**TASK BRIEF:**
Transcribe the following entries word for word. End with the line where "positive clicks: (423, 127)" appears.

**WORKING DATA:**
*** Begin section ***
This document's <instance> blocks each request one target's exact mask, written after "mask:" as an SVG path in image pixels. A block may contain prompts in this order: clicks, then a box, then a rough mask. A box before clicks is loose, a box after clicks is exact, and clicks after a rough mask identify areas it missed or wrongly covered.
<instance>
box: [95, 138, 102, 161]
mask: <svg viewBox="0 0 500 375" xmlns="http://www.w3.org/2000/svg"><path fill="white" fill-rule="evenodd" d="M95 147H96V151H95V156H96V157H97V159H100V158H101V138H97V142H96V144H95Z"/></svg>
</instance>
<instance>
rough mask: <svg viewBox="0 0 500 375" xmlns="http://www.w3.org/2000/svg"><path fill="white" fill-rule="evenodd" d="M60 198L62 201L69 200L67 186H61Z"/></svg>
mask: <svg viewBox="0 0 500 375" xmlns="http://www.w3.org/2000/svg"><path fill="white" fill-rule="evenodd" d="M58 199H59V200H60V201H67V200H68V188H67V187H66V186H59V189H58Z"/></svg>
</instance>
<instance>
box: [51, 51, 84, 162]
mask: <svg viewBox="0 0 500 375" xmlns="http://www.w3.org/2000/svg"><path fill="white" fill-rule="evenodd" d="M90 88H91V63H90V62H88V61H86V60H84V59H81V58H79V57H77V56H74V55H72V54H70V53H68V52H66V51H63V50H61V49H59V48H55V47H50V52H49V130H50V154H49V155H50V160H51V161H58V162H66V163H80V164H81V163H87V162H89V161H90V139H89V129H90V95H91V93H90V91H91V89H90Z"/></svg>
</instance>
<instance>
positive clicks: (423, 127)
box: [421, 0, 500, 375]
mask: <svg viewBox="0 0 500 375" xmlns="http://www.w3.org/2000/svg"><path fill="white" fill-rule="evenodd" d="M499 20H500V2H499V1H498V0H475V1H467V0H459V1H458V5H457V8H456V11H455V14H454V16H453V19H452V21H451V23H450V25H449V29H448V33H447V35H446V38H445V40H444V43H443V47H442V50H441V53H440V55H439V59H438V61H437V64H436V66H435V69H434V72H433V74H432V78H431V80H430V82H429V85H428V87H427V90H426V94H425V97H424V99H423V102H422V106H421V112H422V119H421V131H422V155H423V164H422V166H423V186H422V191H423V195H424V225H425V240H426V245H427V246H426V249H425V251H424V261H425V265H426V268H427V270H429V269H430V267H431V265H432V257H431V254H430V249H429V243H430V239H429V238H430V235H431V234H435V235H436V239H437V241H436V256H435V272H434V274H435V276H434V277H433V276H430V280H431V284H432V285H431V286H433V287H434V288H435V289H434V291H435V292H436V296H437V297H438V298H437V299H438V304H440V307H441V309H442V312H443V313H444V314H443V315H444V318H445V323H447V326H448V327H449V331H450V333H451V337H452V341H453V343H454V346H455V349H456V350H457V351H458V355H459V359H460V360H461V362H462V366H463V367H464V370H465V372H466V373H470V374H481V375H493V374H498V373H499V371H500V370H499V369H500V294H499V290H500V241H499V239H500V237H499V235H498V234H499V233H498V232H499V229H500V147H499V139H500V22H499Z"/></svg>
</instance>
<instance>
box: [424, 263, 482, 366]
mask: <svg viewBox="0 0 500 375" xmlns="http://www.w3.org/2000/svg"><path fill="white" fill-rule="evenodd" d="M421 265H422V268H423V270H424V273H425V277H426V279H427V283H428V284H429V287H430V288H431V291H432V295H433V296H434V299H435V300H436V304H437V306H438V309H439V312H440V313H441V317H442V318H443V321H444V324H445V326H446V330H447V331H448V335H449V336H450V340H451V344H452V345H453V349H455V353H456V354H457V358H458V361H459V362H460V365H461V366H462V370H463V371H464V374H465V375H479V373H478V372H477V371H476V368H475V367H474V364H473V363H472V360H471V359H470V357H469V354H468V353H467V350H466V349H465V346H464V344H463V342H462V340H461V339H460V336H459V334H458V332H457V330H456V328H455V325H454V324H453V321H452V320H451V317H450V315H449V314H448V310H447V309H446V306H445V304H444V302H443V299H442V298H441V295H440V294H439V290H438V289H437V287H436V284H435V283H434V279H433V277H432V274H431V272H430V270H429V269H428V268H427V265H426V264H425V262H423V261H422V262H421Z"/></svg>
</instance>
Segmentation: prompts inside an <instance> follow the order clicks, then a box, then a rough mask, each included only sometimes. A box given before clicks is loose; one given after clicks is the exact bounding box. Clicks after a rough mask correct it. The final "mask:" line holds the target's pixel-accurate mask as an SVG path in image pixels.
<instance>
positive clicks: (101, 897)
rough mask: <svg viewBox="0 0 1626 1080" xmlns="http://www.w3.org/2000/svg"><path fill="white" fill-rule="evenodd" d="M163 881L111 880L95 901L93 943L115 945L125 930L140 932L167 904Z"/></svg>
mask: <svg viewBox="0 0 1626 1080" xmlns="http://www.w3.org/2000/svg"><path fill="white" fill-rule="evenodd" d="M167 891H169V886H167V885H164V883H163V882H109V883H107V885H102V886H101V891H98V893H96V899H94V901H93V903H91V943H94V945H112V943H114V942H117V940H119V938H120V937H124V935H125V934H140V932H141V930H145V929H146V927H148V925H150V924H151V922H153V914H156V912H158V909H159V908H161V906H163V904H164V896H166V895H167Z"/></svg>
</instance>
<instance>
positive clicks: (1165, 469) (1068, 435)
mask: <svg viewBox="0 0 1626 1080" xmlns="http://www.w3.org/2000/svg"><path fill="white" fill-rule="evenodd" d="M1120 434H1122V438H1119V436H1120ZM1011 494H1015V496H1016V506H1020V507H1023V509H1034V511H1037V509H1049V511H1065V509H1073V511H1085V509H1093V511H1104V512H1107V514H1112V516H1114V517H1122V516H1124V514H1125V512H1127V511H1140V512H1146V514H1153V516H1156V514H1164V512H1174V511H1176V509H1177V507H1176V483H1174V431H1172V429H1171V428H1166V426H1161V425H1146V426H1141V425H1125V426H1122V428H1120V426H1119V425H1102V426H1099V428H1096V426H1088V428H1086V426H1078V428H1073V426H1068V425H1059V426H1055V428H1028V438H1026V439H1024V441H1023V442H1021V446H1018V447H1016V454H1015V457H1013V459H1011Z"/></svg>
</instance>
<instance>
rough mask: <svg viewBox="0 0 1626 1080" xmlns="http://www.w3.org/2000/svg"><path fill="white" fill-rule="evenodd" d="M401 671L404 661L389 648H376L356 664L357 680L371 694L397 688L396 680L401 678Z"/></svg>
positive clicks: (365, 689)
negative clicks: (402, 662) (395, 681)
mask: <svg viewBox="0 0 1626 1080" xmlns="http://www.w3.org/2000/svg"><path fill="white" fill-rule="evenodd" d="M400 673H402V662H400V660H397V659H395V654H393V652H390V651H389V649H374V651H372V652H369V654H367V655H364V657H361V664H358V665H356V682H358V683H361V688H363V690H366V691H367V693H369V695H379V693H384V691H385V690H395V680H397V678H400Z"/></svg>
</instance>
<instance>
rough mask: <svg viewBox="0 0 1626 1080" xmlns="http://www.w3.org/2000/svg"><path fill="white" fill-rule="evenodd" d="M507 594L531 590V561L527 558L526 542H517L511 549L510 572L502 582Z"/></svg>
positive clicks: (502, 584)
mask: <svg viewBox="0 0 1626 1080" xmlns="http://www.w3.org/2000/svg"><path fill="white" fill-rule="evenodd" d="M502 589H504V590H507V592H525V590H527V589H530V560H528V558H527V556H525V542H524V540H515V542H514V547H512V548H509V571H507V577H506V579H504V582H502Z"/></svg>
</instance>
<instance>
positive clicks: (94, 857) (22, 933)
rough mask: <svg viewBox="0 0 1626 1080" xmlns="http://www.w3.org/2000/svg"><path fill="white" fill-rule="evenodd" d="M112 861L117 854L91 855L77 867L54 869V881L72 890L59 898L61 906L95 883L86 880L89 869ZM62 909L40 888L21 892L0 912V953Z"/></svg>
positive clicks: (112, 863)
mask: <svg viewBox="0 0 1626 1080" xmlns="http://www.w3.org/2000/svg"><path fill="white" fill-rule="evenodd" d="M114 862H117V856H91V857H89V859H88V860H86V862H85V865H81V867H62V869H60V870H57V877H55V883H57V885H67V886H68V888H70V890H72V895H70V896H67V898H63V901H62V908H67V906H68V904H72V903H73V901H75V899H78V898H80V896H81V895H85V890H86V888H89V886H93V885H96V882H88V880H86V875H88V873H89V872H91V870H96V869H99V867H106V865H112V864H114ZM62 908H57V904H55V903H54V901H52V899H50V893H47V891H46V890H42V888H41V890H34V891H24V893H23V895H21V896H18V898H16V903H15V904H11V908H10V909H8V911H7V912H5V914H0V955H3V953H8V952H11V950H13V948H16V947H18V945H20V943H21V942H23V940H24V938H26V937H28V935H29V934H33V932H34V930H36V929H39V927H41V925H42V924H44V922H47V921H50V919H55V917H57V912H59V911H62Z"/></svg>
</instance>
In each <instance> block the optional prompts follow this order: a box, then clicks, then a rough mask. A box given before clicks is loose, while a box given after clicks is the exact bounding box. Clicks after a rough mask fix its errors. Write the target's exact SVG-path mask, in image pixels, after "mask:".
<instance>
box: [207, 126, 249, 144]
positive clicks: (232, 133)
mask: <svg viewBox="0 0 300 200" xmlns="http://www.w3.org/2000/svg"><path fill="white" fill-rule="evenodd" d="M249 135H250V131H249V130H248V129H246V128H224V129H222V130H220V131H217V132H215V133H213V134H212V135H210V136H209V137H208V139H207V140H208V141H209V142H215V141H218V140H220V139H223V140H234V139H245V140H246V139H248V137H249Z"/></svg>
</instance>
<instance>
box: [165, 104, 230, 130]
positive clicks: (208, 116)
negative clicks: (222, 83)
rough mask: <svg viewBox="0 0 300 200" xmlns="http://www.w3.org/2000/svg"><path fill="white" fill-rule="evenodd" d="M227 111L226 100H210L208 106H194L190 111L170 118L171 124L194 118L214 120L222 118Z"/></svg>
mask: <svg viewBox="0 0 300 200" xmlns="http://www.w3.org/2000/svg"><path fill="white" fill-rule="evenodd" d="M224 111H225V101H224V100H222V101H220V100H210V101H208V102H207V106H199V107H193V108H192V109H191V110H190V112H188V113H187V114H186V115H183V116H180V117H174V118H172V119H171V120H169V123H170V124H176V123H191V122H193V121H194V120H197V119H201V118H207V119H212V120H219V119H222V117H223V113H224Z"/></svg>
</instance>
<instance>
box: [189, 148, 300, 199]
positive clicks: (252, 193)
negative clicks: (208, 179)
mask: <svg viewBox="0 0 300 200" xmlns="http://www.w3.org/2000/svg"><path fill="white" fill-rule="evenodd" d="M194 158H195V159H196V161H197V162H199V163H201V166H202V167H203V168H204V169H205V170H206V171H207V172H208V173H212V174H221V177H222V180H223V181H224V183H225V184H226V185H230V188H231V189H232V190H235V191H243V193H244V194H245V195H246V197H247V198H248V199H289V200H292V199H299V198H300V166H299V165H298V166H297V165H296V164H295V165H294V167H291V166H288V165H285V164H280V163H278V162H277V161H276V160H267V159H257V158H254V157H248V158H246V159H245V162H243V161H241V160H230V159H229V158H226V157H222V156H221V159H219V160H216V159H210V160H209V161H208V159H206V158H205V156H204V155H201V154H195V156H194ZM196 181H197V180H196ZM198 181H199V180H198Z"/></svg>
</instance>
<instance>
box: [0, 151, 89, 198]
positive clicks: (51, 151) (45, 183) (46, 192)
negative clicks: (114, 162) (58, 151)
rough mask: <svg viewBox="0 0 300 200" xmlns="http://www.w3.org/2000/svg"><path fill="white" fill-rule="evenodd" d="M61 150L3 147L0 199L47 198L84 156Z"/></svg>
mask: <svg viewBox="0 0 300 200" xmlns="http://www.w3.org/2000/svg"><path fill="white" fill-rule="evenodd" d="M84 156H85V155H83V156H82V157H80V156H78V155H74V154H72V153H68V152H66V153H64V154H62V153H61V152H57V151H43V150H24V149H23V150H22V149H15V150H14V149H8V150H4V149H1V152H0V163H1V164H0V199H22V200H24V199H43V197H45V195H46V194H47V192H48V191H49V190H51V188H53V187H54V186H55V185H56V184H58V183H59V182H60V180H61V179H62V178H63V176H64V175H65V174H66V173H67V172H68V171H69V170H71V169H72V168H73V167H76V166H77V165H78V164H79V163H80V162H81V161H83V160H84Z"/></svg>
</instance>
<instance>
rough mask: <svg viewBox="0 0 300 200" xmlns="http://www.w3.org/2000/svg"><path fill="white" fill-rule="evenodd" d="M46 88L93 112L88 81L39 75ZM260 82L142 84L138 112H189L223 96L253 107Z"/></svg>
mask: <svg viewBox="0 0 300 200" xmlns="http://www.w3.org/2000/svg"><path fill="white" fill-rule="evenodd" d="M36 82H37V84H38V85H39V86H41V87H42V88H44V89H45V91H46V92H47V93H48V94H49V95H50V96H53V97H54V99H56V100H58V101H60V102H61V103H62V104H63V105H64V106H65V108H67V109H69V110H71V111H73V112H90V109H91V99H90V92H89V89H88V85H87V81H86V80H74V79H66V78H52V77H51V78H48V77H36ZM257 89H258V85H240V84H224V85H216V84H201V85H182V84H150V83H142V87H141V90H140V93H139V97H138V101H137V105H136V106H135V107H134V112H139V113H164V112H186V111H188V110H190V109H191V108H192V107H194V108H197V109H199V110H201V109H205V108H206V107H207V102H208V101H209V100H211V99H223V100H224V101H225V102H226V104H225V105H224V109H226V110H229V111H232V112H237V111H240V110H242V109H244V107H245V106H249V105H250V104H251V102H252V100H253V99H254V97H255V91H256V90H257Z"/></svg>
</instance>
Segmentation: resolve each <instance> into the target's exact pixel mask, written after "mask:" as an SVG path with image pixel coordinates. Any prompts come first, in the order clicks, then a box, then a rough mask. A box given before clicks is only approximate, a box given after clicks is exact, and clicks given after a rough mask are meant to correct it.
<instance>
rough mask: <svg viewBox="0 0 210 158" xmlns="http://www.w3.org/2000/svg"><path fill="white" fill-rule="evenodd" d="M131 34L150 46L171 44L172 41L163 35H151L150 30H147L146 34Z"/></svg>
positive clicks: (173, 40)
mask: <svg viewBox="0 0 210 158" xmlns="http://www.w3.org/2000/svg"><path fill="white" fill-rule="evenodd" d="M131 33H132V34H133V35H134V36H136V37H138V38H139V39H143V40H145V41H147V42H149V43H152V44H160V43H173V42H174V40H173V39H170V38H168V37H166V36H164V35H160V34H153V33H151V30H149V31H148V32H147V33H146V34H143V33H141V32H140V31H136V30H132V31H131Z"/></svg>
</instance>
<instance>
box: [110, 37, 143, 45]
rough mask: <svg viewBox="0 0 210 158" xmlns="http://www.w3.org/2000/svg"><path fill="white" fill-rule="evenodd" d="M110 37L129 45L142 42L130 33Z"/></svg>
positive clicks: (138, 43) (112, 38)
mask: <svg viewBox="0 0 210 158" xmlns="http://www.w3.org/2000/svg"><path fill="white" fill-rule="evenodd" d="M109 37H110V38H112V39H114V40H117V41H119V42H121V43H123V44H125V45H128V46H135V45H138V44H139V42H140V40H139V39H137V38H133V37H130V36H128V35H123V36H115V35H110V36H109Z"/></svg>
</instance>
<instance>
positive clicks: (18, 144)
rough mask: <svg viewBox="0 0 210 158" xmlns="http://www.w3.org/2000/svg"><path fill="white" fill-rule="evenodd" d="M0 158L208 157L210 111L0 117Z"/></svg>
*** End section ***
**SOLUTION TO THIS EXERCISE:**
This document's <instance> blocks each request one target's exact mask, written after "mask:" as an SVG path in image pixels. A block may contain prompts in this order: clicks, then a box, then a rough mask. A box before clicks is loose, a box after clicks is exact, and clicks after a rough mask identify areas it missed or wrongly covered.
<instance>
box: [95, 138, 102, 161]
mask: <svg viewBox="0 0 500 375" xmlns="http://www.w3.org/2000/svg"><path fill="white" fill-rule="evenodd" d="M95 147H96V151H95V156H96V157H97V159H100V158H101V138H97V142H96V144H95Z"/></svg>
</instance>
<instance>
rough mask: <svg viewBox="0 0 500 375" xmlns="http://www.w3.org/2000/svg"><path fill="white" fill-rule="evenodd" d="M60 198L62 201L69 200L67 186H61Z"/></svg>
mask: <svg viewBox="0 0 500 375" xmlns="http://www.w3.org/2000/svg"><path fill="white" fill-rule="evenodd" d="M58 199H59V200H60V201H67V200H68V188H67V187H66V186H59V189H58Z"/></svg>
</instance>
<instance>
box: [51, 51, 84, 162]
mask: <svg viewBox="0 0 500 375" xmlns="http://www.w3.org/2000/svg"><path fill="white" fill-rule="evenodd" d="M90 88H91V63H90V62H88V61H86V60H84V59H81V58H79V57H77V56H74V55H72V54H70V53H68V52H66V51H63V50H61V49H59V48H55V47H50V52H49V130H50V154H49V155H50V160H51V161H58V162H66V163H80V164H81V163H87V162H89V161H90V139H89V129H90V95H91V93H90V91H91V89H90Z"/></svg>
</instance>
<instance>
positive clicks: (423, 127)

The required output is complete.